------ EXCERPTED DATA
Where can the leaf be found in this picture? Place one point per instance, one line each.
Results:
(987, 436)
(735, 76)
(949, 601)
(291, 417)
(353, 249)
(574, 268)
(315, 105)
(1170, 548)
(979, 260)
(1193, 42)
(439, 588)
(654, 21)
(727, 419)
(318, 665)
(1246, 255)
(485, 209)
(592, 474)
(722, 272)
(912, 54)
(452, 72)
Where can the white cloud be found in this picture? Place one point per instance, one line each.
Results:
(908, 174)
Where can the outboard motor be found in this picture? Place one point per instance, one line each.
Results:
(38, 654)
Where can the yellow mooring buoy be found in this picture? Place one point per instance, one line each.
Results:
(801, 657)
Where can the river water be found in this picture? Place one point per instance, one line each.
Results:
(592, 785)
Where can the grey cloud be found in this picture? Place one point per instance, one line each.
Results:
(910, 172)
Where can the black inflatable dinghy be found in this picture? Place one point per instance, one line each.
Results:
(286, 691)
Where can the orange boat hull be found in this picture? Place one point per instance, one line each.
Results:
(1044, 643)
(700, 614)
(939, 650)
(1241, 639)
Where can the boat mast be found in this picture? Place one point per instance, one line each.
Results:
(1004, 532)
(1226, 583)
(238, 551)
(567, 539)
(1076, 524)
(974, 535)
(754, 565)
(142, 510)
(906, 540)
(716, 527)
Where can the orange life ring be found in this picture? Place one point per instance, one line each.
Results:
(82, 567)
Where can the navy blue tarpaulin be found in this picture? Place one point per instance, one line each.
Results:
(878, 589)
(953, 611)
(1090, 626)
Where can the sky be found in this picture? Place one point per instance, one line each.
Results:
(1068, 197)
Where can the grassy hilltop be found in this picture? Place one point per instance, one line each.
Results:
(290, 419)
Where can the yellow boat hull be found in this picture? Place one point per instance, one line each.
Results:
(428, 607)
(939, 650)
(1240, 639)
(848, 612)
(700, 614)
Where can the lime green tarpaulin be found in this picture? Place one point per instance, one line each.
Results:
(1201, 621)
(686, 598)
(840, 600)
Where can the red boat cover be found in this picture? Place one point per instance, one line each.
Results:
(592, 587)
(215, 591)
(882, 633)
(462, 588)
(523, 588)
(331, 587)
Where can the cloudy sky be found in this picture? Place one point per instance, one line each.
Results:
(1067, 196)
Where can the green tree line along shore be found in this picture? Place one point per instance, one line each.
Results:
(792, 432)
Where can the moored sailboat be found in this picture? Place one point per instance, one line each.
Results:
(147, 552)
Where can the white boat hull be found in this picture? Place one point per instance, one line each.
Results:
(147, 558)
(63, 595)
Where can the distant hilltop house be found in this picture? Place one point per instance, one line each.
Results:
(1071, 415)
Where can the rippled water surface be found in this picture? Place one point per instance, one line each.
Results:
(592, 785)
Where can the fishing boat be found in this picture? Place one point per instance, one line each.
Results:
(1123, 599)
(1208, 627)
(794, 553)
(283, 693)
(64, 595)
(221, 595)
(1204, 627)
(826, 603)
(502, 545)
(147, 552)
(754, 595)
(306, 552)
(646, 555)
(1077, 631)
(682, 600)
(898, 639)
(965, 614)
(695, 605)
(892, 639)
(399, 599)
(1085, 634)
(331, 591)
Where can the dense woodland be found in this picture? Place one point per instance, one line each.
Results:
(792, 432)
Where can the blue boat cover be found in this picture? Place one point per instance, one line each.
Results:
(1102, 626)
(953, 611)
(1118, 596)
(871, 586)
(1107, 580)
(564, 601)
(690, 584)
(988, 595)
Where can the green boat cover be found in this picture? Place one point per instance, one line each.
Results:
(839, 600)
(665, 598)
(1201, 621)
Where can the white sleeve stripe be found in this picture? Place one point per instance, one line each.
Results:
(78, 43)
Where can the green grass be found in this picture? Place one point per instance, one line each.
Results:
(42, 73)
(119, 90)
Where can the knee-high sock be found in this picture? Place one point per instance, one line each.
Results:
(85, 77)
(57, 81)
------------
■ **WHAT YOU NEED TO DO**: Check each line of the data above for the word "water" and copy the ones where it is found.

■ **OUTPUT FOR THIS TASK**:
Where can the river water be found in this picture? Place one point per instance, one line each.
Where can the rippled water surface be found in this picture? Place one point per instance, one line each.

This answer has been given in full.